* [Requirement]: How many lines in the entries contain the word "flower"? Give only the number.

Photo object pointing entries
— Start —

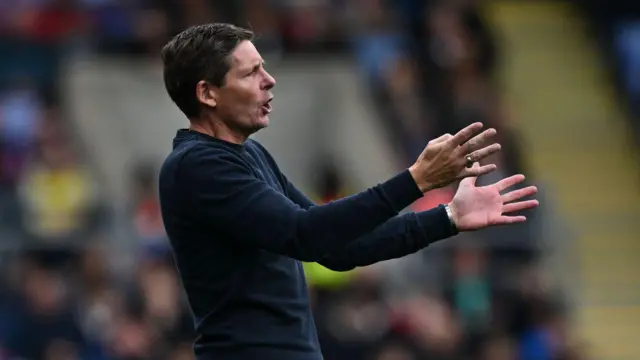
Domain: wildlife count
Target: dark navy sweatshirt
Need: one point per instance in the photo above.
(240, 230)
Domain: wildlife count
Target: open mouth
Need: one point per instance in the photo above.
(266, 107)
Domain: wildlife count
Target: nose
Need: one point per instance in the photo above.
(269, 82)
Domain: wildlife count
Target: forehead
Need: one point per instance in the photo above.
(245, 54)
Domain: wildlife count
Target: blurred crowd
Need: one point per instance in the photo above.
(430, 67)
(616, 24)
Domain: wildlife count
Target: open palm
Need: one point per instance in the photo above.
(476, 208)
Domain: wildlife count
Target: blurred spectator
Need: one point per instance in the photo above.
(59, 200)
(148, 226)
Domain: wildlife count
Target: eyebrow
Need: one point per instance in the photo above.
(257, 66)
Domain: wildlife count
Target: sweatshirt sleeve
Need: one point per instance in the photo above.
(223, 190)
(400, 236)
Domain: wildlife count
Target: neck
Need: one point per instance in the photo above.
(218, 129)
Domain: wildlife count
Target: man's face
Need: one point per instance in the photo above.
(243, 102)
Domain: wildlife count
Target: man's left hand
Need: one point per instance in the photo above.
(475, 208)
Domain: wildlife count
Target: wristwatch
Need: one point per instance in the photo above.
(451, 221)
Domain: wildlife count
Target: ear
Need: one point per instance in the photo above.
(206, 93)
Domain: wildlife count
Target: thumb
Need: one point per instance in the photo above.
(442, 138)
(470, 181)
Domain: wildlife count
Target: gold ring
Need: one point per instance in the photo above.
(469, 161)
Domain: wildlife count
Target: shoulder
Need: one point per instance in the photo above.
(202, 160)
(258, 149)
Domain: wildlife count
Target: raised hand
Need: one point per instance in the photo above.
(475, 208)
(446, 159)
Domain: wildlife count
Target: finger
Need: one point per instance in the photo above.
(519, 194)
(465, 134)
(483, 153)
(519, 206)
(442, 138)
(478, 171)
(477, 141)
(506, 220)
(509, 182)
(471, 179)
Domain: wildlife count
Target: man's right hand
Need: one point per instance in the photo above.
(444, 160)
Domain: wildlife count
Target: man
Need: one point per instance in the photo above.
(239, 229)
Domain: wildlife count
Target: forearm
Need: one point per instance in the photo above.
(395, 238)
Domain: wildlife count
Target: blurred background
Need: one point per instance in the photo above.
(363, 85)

— End —
— Start —

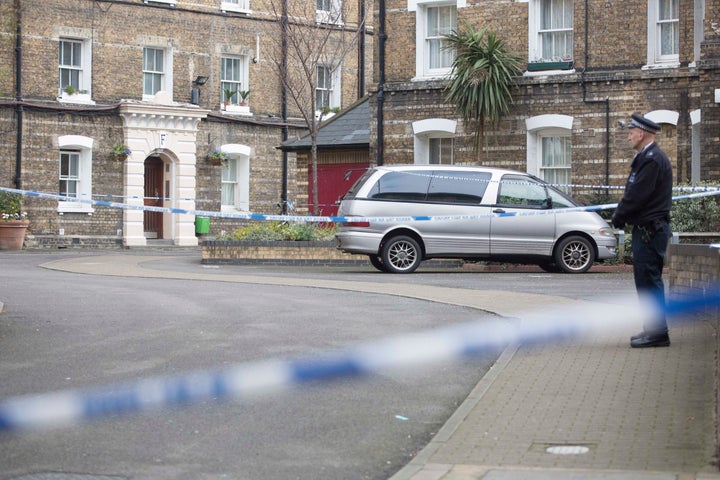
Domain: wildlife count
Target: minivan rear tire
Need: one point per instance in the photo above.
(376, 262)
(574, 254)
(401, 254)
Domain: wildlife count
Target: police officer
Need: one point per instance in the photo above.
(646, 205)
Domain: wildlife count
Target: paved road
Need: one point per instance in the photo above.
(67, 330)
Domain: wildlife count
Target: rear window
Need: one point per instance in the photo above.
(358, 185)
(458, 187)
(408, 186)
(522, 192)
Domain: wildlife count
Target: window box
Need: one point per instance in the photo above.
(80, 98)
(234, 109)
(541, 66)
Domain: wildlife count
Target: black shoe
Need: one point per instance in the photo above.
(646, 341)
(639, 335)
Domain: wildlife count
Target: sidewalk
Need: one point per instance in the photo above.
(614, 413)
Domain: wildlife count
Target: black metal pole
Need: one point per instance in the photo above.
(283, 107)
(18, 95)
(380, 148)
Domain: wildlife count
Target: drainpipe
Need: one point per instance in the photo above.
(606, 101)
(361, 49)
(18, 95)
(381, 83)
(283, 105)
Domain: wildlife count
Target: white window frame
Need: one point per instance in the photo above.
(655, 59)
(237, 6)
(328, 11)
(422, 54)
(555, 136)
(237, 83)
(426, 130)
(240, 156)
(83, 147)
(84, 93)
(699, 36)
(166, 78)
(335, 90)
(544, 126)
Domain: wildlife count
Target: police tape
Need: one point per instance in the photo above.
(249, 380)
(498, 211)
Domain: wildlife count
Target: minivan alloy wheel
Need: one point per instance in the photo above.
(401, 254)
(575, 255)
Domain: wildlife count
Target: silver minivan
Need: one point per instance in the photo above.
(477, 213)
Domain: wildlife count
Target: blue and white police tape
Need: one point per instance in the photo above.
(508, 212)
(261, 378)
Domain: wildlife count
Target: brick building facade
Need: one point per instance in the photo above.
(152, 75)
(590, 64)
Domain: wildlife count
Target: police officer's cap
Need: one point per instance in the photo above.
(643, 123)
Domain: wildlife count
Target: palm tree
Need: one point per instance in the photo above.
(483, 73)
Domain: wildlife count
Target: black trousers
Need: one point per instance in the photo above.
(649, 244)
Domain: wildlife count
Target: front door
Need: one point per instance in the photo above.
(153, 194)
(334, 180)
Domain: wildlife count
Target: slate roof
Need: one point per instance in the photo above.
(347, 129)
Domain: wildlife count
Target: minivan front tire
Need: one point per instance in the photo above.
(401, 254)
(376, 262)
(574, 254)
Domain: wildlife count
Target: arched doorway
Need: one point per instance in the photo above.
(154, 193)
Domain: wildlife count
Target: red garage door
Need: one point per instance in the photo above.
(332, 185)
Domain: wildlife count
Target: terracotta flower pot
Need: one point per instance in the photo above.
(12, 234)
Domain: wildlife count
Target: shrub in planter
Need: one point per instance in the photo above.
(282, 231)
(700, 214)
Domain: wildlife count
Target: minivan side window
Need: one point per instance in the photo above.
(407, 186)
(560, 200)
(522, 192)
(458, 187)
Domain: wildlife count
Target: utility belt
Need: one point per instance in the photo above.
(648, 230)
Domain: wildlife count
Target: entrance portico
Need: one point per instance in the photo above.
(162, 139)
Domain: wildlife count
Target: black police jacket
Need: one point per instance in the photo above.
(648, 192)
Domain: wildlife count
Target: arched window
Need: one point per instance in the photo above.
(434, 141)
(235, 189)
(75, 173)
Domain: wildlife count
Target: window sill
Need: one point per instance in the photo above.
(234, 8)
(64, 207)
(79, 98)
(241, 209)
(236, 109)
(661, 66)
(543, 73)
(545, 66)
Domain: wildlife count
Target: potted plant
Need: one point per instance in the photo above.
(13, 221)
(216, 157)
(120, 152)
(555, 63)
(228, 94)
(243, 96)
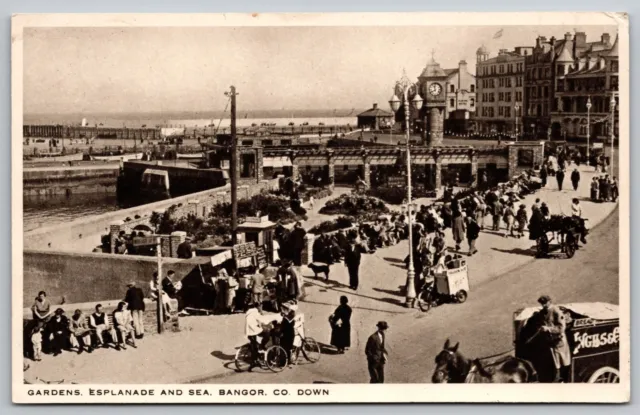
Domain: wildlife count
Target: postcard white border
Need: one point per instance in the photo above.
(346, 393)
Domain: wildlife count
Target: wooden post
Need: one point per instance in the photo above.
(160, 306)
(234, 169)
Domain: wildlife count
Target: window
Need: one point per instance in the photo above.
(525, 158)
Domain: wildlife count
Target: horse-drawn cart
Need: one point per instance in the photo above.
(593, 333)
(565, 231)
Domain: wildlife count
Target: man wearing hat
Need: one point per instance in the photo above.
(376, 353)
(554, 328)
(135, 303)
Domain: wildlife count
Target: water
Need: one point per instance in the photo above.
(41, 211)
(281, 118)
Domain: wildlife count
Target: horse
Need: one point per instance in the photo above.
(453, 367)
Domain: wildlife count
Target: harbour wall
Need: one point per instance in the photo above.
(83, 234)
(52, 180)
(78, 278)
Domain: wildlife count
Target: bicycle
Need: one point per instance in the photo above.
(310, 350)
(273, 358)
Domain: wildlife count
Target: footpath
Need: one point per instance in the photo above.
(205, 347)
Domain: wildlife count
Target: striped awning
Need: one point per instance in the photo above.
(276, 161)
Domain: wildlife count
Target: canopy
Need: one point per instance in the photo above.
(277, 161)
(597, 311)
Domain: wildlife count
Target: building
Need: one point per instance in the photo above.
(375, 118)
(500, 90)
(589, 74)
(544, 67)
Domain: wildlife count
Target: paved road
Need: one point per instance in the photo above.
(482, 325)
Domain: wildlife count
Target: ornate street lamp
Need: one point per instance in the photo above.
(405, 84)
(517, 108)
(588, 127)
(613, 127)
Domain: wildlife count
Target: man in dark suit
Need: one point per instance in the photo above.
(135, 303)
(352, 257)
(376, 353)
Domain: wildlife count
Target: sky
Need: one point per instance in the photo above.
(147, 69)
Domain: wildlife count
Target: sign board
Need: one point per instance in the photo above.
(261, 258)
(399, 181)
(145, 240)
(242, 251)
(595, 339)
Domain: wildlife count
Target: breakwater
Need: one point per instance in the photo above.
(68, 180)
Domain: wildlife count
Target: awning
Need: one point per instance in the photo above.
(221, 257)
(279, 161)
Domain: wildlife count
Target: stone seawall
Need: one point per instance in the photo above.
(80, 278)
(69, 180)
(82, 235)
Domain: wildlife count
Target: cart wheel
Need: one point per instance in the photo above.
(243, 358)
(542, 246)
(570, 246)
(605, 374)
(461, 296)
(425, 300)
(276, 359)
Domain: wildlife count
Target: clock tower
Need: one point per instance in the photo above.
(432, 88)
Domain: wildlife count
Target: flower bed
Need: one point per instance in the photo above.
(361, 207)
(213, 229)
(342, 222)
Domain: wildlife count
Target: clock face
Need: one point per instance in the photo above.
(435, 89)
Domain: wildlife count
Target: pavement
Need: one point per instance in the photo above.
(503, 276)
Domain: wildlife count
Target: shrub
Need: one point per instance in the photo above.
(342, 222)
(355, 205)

— End —

* [Result of the task]: 2